### What you have to do
Exact copy, no pictures: return all the data below as written.
BEGIN Data for the task
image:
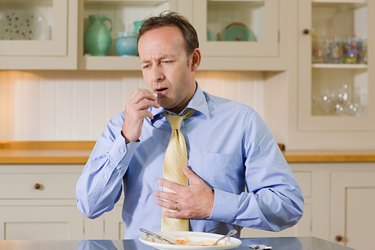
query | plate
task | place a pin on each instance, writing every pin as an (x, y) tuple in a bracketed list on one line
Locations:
[(237, 32), (23, 24), (192, 240)]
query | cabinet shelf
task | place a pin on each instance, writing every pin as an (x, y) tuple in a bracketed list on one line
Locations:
[(338, 66), (341, 1)]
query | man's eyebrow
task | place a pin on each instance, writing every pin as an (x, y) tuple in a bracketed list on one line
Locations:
[(157, 59)]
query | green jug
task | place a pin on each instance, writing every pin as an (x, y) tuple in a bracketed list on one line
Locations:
[(97, 39)]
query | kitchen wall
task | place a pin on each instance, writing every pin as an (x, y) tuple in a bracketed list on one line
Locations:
[(75, 105)]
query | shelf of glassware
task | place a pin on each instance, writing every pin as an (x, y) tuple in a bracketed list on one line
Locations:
[(122, 15), (241, 35), (38, 34), (339, 95)]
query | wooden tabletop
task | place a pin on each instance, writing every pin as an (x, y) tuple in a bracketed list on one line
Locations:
[(77, 152)]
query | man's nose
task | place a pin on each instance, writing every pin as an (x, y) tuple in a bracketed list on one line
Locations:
[(157, 74)]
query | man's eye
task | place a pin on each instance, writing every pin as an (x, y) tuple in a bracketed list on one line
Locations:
[(146, 66)]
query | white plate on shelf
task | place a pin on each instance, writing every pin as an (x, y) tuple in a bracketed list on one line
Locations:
[(190, 240), (23, 24)]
END Data for the task
### Written response
image:
query | plate
task | place a pin on each instance, writing every pin as an (x, y) tuple in a bracketed list on one line
Locations:
[(237, 32), (23, 24), (192, 240)]
query | cabinet shelf
task | place a pin on each instance, writing every pin as an (x, y) tuple in a bracketed list on one line
Locations:
[(338, 66), (341, 1)]
query | man's eyebrow
task | place a pin on each instance, writing every pin as an (x, y) tuple in a bracketed list on one line
Locations:
[(157, 59)]
query | green jug
task | place a pin on each instance, writing every pin as an (x, y) tuple in a bracketed list on one line
Locations:
[(97, 39)]
query | kitchen wall
task | place a pin on each instance, writing every pin as an (x, y) tuple in a bracketed list on one line
Locations:
[(75, 105)]
query | shelf of glassware
task | place a pin on each instance, writing every pin as an (x, y) tuple in a bracketed list on one line
Locations:
[(122, 15), (241, 35), (38, 34), (339, 95)]
query | wooden tabletop
task | place a pin on each instance, writing every pin as an (x, y) tuple in a bracketed list on one line
Locations:
[(77, 152)]
query | man's nose
task | place a pin on each instance, writing every pin as an (x, y) tuple in a bracketed list on one line
Locations:
[(157, 74)]
query | man's eye
task | place a pin on each instance, writing every pin as an (x, y) tuple in a bracketed list on one line
Locations:
[(146, 66)]
query | white plate on shelf
task | place a pin on each instance, writing every pin as an (x, y) tuple in a bracketed list on one line
Locations:
[(190, 240), (23, 24)]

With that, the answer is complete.